- _Consegna scritta a_
Traduci in inglese questa frase dell'estratto della pagina: «Il margine di intermediazione ha toccato i 1.213,1 milioni di euro (+2,8% a/a).»

- _Estratto della pagina_
────

Entro l’estate sarà completata l’integrazione informatica tra i due gruppi, mentre le altre due priorità sul tavolo restano la razionalizzazione delle attività di private e investment banking e la gestione degli npl per i quali è stata dedicata un’unità operativa che opererà sia tramite workout interno sia tramite cessioni.

Ma passiamo all’esame dei conti riportati nella tabella seguente.

Il margine di intermediazione ha toccato i 1.213,1 milioni di euro (+2,8% a/a).

Il margine di interesse ha mostrato una buona tenuta a 556,2 milioni di euro (-0,4% a/a). Il dato risulta particolarmente favorevole se confrontato con i 496,2 milioni di fine 2016, grazie all’impatto positivo degli interessi riconosciuti sui finanziamenti Tltro, pari a 31,7 milioni, mentre il margine finanziario è in flessione per effetto del minor contributo del portafoglio titoli in seguito alla valutazione al mark to market dell’ex portafoglio di Bpm.

Ottima la crescita delle commissioni giunte a 547,4 milioni (+16,9% a/a). La crescita è imputabile al comparto dei servizi di intermediazione, gestione e consulenza, che salgono di 90,3 milioni in valore assoluto rispetto al dato del primo trimestre 2016, grazie all’attività di collocamento dei prodotti di risparmio ed a quella delle gestioni patrimoniali, in parte contenuta dal minor apporto del contributo commissionale legato agli altri servizi.

In netta contrazione, invece, i profitti da trading, scesi a 37,7 milioni (-50,1% a/a) per la riduzione delle attività di dismissione di attività finanziarie disponibili per la vendita ed in particolare di titoli di debito. Gli altri ricavi sono risultati in leggero calo a 71,8 milioni (-7,6% a/a).

Già si può notare il lavoro di contenimento dei costi operativi, scesi del 4,7% a 774,9 milioni, e che beneficeranno di ulteriori sinergie nei prossimi mesi. Il calo si vede sia sulle spese del personale scese a 458,7 milioni (-4,5% a/a), grazie al contenimento delle retribuzioni variabili e alla riduzione dell’organico medio. Il numero totale dei dipendenti medi è in discesa di circa 200 persone anno su anno.

Gli altri oneri operativi segnano un -4,8% a/a a 316,2 milioni. La voce include un impatto positivo, a riduzione della voce, pari a 27,2 milioni, legato al recupero dell’onere stanziato nel 2016 per la trasformabilità delle Dta per l’esercizio 2015 e comprende gli oneri sistemici per 69,1 milioni, rappresentati dai contributi ordinari al Single Resolution Fund (SRF) per 62,4 milioni (58,8 milioni nell’esercizio 2016) e dal canone DTA dell’esercizio per 6,7 milioni. Escludendo queste componenti evidenziate nel confronto con il dato del primo trimestre 2016, la voce risulta comunque in contrazione dell’1,7%.

────

Elenco dei dati
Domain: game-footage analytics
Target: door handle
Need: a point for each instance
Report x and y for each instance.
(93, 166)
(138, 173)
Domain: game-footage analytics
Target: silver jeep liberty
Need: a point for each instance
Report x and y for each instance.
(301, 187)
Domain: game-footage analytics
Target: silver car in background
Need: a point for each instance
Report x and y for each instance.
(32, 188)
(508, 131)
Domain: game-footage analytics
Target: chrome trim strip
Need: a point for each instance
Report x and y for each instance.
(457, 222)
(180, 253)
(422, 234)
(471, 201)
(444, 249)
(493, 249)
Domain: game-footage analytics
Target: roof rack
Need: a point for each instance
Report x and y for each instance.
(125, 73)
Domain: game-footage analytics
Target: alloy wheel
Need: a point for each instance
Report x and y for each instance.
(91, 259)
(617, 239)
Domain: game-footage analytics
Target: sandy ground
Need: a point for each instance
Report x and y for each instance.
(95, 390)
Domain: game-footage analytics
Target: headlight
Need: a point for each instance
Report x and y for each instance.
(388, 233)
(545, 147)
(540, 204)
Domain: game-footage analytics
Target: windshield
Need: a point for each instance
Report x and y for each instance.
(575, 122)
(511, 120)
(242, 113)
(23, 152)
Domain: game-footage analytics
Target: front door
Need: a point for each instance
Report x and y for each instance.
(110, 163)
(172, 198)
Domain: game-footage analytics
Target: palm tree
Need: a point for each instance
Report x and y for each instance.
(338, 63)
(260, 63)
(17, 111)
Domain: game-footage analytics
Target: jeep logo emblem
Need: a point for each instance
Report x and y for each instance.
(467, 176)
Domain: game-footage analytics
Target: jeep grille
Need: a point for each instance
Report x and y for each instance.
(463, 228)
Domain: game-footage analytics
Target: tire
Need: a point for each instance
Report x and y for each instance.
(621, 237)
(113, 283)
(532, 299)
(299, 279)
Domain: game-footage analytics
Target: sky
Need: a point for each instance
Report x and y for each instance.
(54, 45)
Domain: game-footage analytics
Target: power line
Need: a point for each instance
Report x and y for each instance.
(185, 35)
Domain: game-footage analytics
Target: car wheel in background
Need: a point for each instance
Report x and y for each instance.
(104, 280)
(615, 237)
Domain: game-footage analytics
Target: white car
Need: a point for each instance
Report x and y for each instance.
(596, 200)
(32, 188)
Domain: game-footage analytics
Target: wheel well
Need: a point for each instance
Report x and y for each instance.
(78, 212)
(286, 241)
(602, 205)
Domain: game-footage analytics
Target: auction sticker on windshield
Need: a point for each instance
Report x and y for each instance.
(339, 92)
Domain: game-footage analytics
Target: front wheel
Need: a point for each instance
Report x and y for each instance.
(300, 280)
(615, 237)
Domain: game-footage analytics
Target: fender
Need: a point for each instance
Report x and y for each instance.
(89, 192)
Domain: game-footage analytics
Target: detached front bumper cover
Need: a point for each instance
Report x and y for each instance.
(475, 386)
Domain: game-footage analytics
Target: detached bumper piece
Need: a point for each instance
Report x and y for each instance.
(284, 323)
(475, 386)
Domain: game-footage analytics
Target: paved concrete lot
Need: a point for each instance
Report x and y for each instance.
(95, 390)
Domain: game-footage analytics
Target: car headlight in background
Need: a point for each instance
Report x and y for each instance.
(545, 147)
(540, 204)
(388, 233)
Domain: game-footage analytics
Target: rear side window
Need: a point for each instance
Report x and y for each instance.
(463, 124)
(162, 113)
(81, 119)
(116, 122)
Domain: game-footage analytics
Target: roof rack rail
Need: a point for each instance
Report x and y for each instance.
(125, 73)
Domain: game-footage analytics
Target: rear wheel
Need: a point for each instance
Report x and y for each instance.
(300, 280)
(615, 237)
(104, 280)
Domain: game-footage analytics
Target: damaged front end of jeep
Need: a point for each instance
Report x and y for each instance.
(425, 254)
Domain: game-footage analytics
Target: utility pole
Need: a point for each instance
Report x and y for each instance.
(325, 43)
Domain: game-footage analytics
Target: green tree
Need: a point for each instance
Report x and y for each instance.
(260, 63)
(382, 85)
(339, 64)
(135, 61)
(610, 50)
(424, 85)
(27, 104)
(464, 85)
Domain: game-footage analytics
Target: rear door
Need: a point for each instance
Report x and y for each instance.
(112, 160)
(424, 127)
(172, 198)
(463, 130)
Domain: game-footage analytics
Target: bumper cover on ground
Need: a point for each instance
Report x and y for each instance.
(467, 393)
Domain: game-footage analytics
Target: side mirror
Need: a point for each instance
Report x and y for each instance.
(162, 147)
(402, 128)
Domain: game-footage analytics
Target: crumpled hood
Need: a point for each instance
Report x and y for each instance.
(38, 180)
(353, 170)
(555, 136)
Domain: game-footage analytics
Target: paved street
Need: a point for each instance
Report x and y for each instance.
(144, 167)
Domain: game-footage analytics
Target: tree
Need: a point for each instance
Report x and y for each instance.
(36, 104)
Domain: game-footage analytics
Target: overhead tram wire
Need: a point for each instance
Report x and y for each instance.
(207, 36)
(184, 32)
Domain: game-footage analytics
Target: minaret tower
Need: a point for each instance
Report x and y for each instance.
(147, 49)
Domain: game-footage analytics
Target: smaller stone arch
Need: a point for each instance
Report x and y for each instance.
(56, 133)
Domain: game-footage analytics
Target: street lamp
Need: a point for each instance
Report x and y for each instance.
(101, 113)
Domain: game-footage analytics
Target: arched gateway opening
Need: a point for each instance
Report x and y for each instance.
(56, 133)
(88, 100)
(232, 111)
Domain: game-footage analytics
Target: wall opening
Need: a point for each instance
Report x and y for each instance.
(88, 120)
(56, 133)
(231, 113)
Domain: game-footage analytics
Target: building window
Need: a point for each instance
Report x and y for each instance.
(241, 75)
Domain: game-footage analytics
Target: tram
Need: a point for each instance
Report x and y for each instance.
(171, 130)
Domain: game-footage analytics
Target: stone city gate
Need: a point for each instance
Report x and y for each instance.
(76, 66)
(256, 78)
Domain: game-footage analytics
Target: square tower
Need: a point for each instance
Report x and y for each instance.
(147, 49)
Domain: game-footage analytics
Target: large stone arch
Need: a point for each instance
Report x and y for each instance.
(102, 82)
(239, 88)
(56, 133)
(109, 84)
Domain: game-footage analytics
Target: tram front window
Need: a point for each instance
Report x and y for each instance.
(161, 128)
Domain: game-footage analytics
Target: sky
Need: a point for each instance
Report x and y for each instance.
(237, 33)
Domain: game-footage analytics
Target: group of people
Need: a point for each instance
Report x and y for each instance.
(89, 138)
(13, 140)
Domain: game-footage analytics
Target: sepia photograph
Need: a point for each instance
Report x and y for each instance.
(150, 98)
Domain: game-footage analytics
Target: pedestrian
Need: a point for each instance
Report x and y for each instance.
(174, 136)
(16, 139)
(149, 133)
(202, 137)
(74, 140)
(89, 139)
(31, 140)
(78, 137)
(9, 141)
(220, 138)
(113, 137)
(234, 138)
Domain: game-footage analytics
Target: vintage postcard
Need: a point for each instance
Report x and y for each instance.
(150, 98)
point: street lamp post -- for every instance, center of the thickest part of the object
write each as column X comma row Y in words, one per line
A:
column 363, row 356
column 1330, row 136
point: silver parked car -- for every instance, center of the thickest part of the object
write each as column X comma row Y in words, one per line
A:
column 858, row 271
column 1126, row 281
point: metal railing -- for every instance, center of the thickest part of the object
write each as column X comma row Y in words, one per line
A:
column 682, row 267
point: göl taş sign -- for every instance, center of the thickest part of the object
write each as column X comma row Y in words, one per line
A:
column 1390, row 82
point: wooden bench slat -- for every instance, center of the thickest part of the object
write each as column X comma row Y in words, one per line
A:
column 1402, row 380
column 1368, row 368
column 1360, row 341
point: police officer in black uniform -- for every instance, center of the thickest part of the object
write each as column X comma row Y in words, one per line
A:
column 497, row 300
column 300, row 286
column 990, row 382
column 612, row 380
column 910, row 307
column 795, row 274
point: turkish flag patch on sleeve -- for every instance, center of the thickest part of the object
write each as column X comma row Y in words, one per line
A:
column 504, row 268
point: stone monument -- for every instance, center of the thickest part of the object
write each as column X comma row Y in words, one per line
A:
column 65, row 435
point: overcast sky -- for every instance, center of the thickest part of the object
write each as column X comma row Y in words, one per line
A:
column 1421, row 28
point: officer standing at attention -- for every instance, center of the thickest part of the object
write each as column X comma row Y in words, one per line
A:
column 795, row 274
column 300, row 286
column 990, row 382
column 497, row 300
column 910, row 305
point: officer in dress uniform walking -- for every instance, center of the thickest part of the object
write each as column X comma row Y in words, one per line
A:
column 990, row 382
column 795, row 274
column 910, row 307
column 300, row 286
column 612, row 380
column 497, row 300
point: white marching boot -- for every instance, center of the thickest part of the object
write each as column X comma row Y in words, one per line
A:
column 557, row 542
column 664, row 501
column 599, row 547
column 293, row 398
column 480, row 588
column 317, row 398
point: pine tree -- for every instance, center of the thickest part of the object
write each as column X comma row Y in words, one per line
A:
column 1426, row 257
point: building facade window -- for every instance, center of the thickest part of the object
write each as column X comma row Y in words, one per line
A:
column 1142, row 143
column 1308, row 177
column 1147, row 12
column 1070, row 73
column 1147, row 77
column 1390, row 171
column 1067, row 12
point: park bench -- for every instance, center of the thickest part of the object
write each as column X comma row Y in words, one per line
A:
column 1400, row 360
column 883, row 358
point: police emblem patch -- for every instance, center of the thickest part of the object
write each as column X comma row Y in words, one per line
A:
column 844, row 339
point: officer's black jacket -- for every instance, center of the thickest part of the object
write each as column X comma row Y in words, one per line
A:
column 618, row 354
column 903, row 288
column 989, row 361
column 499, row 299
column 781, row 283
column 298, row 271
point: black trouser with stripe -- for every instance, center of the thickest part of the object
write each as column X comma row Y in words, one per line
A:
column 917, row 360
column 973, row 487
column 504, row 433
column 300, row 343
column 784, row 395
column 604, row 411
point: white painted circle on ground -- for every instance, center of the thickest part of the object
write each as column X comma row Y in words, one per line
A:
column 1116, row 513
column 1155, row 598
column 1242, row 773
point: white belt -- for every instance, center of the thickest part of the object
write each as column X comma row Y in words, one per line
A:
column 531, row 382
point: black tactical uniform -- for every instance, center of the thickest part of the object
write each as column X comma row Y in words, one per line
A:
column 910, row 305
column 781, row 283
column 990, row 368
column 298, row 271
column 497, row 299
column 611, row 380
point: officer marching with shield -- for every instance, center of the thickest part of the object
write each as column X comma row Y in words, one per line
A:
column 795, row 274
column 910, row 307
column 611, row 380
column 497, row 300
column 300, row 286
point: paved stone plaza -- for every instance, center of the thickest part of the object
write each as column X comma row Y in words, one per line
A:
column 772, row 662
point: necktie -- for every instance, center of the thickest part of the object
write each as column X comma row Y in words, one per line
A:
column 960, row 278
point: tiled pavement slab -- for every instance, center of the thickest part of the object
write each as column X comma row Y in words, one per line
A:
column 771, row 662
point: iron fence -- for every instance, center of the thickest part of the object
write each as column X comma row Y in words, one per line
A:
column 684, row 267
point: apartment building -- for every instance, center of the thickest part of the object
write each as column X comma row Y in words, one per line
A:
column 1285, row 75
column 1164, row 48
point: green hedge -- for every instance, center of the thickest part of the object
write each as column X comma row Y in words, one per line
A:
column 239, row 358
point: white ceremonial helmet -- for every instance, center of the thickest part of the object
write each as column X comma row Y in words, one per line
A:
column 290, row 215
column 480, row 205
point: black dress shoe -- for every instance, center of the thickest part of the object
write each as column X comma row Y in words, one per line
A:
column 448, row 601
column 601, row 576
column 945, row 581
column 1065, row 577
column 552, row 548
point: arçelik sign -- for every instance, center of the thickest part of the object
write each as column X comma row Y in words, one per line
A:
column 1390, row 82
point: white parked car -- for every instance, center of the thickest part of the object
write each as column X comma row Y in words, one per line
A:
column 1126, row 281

────

- _Consegna scritta b_
Restituisci identiche le righe delle voci dalla riga che contiene "point: apartment building" fino alla fine dell'elenco delle voci, estremi inclusi.

- _Risposta svolta a_
The intermediation margin reached 1,213.1 million euros (+2.8% y/y).

- _Risposta svolta b_
point: apartment building -- for every instance, center of the thickest part of the object
write each as column X comma row Y in words, one per line
A:
column 1285, row 75
column 1164, row 48
point: green hedge -- for every instance, center of the thickest part of the object
write each as column X comma row Y in words, one per line
A:
column 239, row 358
point: white ceremonial helmet -- for every instance, center of the thickest part of the object
write each as column X comma row Y in words, one per line
A:
column 290, row 215
column 480, row 205
point: black dress shoe -- for every instance, center of the thickest part of the object
write each as column X comma row Y in words, one per line
A:
column 448, row 601
column 601, row 576
column 945, row 581
column 1065, row 577
column 552, row 548
point: arçelik sign -- for every instance, center of the thickest part of the object
write each as column X comma row Y in words, one per line
A:
column 1390, row 82
point: white parked car -- for every instance, center of the thickest part of the object
write each as column X comma row Y in words, one per line
A:
column 1126, row 281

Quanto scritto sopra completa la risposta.